[Opening Data extracts section]
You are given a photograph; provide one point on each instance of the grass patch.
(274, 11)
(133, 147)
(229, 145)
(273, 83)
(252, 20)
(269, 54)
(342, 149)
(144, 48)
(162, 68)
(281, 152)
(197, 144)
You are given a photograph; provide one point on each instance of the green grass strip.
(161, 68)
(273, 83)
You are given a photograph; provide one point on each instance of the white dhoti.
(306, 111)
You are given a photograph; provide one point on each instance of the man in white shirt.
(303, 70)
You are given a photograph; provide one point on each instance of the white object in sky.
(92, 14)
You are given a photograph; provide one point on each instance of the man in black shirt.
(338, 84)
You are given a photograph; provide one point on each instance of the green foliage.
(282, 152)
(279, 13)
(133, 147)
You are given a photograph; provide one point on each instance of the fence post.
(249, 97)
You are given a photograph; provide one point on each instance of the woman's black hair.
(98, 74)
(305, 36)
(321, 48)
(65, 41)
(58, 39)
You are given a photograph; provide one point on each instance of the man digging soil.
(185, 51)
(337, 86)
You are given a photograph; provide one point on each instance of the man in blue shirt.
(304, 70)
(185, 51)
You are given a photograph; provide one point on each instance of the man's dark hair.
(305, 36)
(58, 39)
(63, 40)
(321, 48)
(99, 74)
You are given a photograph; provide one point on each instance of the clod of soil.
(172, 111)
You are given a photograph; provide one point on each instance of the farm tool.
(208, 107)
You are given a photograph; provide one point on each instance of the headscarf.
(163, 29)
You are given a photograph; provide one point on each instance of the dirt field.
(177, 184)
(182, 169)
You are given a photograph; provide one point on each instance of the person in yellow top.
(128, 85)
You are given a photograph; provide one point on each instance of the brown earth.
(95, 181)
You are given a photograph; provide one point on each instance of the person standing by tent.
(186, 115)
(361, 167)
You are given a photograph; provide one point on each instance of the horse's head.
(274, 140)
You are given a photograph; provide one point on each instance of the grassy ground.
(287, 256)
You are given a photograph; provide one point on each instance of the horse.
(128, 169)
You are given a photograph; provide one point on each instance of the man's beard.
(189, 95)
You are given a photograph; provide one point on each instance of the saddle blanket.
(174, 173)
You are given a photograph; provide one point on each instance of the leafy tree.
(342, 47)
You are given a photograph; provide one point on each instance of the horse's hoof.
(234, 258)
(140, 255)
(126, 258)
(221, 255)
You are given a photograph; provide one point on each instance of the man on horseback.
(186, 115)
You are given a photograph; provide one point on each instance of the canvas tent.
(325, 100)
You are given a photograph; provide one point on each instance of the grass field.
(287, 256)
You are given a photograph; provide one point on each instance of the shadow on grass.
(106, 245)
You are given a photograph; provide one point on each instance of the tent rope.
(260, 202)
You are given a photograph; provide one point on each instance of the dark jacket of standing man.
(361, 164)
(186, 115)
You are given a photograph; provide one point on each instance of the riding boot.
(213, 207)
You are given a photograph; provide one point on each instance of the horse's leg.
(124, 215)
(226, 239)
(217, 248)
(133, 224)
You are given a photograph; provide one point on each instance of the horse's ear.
[Closing Data extracts section]
Above are the entries; give them back verbatim.

_Expected answer_
You are given a photograph; provide one point on each instance of the grass patch.
(274, 11)
(133, 147)
(229, 145)
(273, 83)
(252, 20)
(269, 54)
(342, 149)
(144, 48)
(162, 68)
(281, 152)
(197, 144)
You are given a photograph; provide one point on each instance of the green grass strip.
(161, 68)
(273, 83)
You are given a photograph; provide one point on each instance of the white dhoti.
(306, 111)
You are given a photograph; provide one point on each instance of the man in white shirt.
(303, 70)
You are given a photograph; provide one point on each instance of the white object in sky.
(92, 14)
You are given a photograph; provide one point on each instance of the man in black shirt.
(338, 84)
You are given a photograph; provide one point on each instance of the green foliage.
(282, 152)
(279, 13)
(133, 147)
You are given a photograph; provide one point on each instance of the fence post.
(249, 97)
You are given a photograph; provide one point on each instance of the woman's black hair.
(98, 74)
(305, 36)
(321, 48)
(65, 41)
(58, 39)
You are given a photograph; provide one point on each instance of the man digging soil.
(185, 51)
(337, 86)
You are given a photograph; provide one point on each instance of the man in blue shirt.
(304, 70)
(185, 51)
You are given a photograph; provide one point on each instance of the man's dark hair.
(305, 36)
(58, 39)
(63, 40)
(321, 48)
(99, 74)
You are given a photograph; provide one point on each instance of the clod of soil.
(172, 111)
You are given a photograph; provide one point on each instance of the farm tool.
(208, 107)
You are given a photograph; provide one point on each instance of the headscarf.
(163, 29)
You are given a photograph; provide one point on each instance of the dirt field.
(177, 184)
(182, 169)
You are given a photograph; provide one point on each instance of the person in yellow top.
(128, 85)
You are given a photograph; provide one point on each instance of the brown earth.
(95, 181)
You are given a photograph; provide one point on each instance of the person standing by tent.
(186, 115)
(361, 167)
You are given a photograph; provide one point on each instance of the horse's head.
(274, 140)
You are given a photograph; provide one point on each instance of the grassy ground.
(287, 256)
You are given a photograph; provide one point on each instance of the horse.
(128, 169)
You are given a photograph; provide one point on each instance of the man's beard.
(189, 95)
You are given a photograph; provide one point on each instance of the saddle blanket.
(174, 173)
You are given a photograph; provide one point on each instance of the leafy tree.
(342, 47)
You are given a photograph; provide one point on each instance of the horse's hoof.
(234, 258)
(140, 255)
(126, 258)
(221, 255)
You are given a photograph; provide one point on each instance of the man on horseback.
(186, 115)
You are given a photograph; provide one point on each instance of the canvas tent.
(325, 100)
You are given a photograph; provide one point on each instance of the grass field.
(287, 256)
You are given a photograph; provide one point on each instance of the shadow on grass.
(106, 245)
You are given a photograph; provide one point on each instance of the tent rope.
(260, 202)
You are given a photograph; provide one point on each instance of the dark jacket of standing man.
(361, 164)
(186, 115)
You are given a photograph; provide one point on each instance of the riding boot.
(213, 207)
You are given a photograph; provide one point on each instance of the horse's leg.
(124, 215)
(226, 239)
(217, 248)
(133, 224)
You are given a photograph; provide one point on each instance of the horse's ear.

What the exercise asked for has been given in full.